Il en résulte bien des perplexités, d'autant plus que le clivage gauche/droite ne tient pas, ou plus, à des différences de classe, de niveau de vie, mais à une sensibilité intime, de plus en plus ineffable, indéfinissable, incluant aussi bien des appartenances religieuses ou idéologiques opposées.

On pourrait ironiser, brocarder des PDG de gauche qui spéculent sur la faim dans le monde pour écouler des stocks de nourriture transgénique, mal acceptés en zone développée, à des cobayes providentiels situés à l'autre bout de la planète, non sans fustiger la droite cléricale qui n'aime pas manger biochimique! On y perdrait son latin. Tous hésitent, on ne saisit pas encore le changement de bord, ni surtout le débordement des bords pré-définis, et on reste figé du côté qui penche.

A l'opposé de ces jeux fatigués, la préoccupation environnementale égalise et unifie radicalement : nous serons tous frappés, à un niveau basique : respirer, manger... La vie dans l'écosphère de l'homme et de ses congénères (les insectes résistent mieux) est déjà menacée. Le développement durable doit être rendu à son sens d'origine, anglo-saxonne, puisqu'il veut dire acceptable, admissible, et non pas simplement « de longue durée » (la longue durée est ce qu'il permet, non ce qui le constitue).

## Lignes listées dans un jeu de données
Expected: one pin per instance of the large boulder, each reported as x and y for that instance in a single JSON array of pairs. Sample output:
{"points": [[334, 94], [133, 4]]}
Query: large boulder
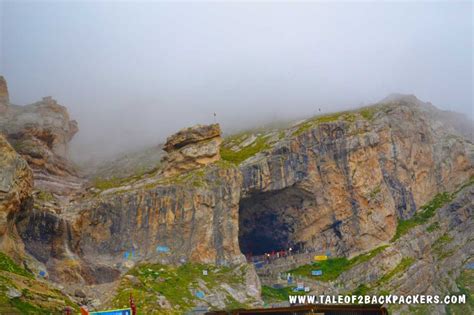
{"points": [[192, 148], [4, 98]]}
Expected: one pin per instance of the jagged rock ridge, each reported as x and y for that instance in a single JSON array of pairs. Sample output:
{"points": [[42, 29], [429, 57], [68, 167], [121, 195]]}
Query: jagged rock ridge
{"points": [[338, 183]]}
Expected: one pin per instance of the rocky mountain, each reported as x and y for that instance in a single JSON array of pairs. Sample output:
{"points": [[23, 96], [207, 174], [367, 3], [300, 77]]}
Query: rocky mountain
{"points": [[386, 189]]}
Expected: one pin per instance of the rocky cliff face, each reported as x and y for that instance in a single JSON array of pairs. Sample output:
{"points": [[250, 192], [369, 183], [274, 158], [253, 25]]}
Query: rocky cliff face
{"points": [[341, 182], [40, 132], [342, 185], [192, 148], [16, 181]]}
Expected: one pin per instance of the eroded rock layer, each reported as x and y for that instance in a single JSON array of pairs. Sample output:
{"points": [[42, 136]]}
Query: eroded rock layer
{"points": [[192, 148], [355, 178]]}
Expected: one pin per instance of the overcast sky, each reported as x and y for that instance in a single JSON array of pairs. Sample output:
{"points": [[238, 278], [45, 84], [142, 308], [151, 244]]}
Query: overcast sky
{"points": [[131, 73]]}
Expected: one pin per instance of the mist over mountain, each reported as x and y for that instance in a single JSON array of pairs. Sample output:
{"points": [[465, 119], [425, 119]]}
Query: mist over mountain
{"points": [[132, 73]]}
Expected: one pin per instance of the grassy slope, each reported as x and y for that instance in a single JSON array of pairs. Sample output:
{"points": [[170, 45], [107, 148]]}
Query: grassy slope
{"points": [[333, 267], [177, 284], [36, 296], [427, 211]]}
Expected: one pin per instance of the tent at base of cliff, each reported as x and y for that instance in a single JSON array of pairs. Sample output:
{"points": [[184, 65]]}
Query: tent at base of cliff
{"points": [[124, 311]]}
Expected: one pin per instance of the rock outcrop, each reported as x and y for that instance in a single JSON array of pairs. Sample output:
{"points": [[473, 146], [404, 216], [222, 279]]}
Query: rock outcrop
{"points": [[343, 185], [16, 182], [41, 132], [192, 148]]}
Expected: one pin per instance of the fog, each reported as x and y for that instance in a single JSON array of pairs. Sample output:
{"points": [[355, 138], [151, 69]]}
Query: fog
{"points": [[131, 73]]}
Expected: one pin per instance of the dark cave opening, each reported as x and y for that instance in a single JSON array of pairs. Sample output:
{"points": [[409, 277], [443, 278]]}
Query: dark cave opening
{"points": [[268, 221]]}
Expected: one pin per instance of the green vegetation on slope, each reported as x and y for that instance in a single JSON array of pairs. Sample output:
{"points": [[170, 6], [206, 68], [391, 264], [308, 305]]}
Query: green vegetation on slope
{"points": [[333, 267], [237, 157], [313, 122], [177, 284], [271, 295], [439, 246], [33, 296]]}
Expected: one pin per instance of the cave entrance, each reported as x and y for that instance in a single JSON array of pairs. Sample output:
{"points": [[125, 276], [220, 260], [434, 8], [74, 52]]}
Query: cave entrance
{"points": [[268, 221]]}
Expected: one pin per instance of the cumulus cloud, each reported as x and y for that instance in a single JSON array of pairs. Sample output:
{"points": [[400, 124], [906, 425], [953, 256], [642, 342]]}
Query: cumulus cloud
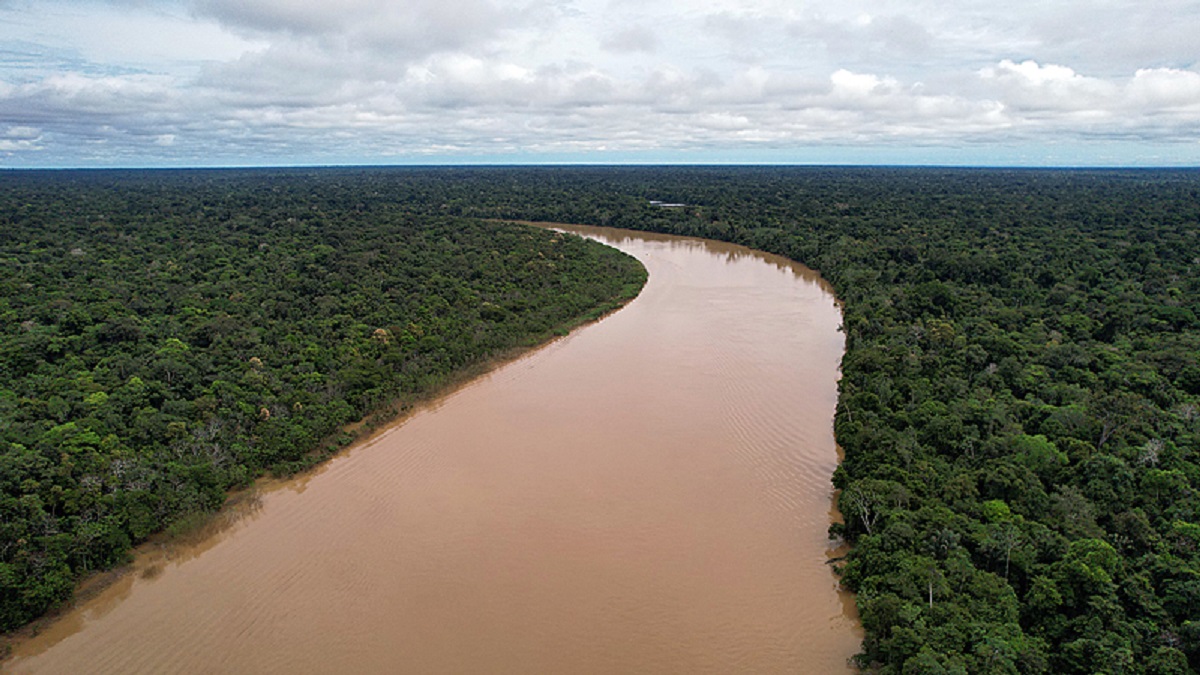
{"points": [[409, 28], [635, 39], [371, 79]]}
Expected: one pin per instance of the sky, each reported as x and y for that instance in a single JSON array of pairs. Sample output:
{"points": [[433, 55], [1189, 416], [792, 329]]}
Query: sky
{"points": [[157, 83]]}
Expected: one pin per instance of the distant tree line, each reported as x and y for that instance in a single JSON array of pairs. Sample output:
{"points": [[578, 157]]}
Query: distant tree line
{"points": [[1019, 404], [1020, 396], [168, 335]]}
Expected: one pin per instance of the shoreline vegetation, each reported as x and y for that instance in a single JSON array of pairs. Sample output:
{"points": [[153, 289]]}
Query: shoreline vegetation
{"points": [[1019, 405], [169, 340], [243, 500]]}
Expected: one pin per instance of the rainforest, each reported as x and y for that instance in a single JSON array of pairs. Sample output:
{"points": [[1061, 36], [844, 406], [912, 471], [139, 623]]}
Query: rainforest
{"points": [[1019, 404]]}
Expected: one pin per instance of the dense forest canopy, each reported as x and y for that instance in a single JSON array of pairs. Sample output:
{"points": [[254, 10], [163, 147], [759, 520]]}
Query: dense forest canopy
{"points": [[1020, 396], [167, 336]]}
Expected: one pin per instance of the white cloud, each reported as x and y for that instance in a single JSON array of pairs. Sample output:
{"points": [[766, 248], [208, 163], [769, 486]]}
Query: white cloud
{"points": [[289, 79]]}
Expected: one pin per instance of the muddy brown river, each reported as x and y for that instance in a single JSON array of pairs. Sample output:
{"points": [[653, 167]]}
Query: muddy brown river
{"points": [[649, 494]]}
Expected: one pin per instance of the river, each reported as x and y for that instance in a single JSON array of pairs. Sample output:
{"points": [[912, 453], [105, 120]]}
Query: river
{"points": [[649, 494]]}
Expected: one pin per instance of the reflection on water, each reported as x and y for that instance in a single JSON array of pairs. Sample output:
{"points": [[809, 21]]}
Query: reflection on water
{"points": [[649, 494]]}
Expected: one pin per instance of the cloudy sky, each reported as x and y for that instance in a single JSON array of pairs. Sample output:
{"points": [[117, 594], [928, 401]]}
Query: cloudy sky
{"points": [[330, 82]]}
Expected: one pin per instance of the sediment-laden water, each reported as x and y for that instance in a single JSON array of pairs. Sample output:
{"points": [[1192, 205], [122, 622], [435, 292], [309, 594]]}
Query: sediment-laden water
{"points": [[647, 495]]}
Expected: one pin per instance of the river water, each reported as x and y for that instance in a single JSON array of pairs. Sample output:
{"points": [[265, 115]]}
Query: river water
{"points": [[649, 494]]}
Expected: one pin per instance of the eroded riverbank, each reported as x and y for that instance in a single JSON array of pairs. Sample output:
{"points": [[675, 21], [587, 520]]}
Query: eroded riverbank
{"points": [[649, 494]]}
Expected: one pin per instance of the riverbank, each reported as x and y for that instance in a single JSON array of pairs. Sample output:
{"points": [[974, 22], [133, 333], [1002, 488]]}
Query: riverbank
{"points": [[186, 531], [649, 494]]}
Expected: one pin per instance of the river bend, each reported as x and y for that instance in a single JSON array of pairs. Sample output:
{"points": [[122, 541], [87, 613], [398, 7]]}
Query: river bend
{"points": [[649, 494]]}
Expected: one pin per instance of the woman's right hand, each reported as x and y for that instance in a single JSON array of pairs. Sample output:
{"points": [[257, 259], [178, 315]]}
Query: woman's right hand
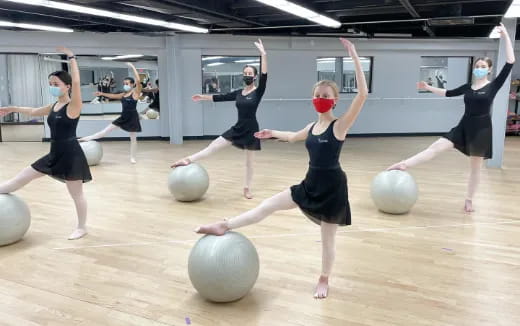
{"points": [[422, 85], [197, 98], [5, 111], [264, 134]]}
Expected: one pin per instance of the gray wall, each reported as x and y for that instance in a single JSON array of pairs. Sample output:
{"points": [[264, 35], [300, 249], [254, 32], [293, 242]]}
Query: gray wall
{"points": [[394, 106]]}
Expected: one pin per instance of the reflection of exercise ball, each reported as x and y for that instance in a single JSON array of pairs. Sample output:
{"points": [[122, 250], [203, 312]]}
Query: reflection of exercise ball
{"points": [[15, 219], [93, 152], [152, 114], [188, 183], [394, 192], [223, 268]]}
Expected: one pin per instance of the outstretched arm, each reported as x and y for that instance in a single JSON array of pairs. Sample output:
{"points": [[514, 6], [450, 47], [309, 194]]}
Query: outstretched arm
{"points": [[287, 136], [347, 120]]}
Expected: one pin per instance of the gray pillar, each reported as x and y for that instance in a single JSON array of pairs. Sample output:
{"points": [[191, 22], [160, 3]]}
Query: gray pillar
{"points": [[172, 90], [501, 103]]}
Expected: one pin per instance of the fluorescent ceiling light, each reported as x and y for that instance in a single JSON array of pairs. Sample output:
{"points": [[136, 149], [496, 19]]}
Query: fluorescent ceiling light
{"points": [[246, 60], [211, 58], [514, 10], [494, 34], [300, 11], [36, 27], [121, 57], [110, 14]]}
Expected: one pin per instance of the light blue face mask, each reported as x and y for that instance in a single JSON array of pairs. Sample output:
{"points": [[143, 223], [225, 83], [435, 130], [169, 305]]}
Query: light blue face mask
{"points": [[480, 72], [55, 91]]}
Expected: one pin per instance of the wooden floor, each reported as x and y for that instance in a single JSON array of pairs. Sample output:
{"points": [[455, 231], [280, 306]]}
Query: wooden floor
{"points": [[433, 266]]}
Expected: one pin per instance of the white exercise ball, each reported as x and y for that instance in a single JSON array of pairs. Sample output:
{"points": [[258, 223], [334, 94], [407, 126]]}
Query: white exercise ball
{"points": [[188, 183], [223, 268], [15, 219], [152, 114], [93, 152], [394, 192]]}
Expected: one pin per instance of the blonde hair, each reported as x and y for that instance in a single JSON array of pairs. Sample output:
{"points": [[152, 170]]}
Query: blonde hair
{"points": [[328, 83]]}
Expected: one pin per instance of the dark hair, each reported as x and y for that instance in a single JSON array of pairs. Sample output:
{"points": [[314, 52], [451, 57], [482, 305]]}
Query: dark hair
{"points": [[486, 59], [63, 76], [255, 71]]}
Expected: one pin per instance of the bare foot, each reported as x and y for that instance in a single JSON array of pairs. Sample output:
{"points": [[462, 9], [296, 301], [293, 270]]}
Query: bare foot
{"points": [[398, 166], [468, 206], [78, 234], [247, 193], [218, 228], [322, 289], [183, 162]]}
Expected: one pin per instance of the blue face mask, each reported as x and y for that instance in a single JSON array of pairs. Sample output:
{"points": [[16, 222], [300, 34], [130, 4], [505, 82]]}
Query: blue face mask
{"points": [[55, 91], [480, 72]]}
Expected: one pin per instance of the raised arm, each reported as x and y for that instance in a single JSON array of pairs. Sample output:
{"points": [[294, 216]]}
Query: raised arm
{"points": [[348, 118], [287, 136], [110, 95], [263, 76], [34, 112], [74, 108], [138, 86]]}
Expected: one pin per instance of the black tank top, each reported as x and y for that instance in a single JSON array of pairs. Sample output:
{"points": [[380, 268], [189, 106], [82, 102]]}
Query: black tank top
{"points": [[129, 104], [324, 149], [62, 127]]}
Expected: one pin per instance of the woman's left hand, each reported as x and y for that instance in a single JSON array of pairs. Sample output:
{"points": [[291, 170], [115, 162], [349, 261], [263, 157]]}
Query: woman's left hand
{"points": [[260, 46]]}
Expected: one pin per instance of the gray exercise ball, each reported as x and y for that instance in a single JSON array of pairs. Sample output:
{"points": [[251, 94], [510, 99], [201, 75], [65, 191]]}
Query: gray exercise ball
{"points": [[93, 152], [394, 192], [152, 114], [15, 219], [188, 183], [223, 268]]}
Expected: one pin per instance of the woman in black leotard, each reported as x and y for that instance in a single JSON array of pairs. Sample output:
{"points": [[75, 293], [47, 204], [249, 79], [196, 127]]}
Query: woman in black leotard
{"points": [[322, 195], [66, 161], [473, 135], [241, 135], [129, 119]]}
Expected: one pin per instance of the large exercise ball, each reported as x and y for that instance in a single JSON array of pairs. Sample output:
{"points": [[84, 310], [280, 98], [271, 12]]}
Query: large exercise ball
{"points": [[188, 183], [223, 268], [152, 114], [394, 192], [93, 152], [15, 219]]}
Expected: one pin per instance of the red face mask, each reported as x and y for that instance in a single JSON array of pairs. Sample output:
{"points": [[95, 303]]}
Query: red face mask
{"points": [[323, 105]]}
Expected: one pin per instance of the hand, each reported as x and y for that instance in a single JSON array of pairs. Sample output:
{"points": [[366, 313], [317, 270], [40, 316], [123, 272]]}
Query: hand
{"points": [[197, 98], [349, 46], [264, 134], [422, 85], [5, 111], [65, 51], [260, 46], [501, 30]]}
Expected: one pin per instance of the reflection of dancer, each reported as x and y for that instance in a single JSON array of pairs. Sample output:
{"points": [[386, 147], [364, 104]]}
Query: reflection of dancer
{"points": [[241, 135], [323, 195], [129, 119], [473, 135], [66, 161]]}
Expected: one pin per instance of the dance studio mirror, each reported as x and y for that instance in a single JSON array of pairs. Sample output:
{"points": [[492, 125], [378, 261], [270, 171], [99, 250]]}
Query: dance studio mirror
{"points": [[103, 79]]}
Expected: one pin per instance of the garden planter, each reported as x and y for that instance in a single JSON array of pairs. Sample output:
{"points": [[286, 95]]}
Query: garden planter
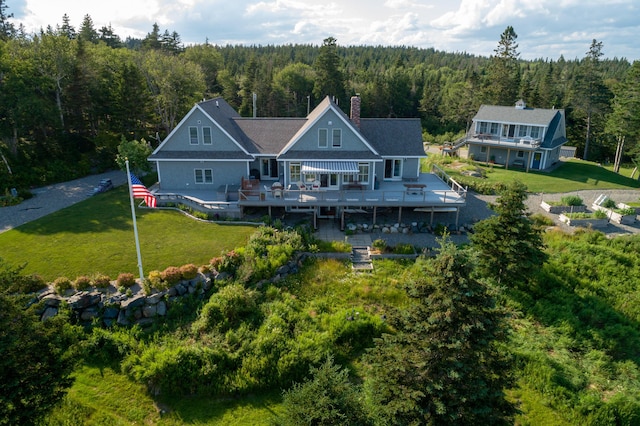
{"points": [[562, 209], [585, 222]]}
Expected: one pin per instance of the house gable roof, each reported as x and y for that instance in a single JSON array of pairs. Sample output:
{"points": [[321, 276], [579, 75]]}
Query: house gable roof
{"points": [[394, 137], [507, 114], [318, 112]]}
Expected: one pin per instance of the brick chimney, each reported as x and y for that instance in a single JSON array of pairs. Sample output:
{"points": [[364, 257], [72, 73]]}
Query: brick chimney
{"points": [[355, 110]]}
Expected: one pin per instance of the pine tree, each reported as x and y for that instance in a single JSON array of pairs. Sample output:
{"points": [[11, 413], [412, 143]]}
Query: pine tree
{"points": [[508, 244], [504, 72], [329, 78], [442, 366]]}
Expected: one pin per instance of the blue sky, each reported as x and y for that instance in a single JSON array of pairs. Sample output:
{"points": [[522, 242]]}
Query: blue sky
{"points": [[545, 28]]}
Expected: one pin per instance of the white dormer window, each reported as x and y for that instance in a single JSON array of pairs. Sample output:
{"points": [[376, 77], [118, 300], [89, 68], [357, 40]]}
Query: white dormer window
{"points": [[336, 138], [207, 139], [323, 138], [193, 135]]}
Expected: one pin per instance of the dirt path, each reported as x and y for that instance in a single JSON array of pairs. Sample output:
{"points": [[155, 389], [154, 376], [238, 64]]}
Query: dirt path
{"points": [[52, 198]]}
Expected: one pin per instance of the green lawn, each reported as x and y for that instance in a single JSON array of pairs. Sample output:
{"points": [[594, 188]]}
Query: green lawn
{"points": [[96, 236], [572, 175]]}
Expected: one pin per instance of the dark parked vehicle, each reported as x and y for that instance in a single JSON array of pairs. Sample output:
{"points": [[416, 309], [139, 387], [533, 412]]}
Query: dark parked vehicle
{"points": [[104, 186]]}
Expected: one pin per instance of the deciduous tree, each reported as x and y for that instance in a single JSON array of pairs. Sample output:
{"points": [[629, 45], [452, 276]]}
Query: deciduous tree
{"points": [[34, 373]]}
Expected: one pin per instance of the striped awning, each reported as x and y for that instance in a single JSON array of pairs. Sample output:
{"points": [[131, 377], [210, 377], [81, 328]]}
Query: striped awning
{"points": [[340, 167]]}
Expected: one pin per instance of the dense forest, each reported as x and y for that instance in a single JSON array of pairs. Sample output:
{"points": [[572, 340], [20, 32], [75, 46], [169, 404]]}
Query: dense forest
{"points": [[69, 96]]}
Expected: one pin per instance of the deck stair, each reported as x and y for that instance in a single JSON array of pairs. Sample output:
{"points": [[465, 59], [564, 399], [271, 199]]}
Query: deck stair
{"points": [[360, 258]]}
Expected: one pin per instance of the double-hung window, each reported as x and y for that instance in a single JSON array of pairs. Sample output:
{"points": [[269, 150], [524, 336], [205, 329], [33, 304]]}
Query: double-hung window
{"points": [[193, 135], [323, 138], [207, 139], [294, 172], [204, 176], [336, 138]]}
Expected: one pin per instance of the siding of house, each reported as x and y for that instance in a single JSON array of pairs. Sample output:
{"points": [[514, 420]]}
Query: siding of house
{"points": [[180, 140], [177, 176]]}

## But de l'exercice
D'après l'extrait, que veut dire « développement durable » dans son sens d'origine anglo-saxonne ? Ces lignes n'ont aucun rapport avec l'extrait.

## Résultat de l'exercice
Il veut dire « acceptable, admissible », et non pas simplement « de longue durée ».